Point labeling lines:
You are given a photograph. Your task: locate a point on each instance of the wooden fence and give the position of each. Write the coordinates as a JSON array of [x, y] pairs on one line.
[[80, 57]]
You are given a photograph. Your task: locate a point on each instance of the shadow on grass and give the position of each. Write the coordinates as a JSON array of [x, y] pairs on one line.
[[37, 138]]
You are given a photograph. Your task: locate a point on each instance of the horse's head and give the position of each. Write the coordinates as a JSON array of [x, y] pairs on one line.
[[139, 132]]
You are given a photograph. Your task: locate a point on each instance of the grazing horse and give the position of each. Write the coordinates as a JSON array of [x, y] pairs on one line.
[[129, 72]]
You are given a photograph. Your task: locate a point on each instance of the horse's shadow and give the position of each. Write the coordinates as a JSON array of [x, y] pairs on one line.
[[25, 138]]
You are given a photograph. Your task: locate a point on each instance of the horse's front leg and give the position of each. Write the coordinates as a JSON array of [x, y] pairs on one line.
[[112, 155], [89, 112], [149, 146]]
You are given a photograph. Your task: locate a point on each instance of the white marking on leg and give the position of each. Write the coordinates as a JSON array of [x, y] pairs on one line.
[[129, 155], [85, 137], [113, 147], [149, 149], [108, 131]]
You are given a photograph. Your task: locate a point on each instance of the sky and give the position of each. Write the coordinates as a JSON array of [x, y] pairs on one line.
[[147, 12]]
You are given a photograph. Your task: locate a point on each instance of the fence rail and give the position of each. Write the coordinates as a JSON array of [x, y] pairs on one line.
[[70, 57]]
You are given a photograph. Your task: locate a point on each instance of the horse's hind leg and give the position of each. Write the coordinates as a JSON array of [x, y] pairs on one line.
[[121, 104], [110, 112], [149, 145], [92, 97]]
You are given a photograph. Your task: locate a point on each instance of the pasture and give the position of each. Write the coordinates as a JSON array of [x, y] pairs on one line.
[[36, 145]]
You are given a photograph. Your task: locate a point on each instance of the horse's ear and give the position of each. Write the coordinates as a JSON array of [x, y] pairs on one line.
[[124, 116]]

§ Given exercise: Rewrite the stretch from the line containing "the sky and" through the line containing "[[147, 12]]", keeping the request line as it is and multiplying each coordinate in the answer line by 1.15, rounded to a whole number with halves going up. Give only those two lines.

§ Written answer:
You are given a photograph. Your task: locate a point on each instance of the sky and give the position of each. Write the coordinates as a JSON array of [x, y] pairs on one line.
[[169, 14]]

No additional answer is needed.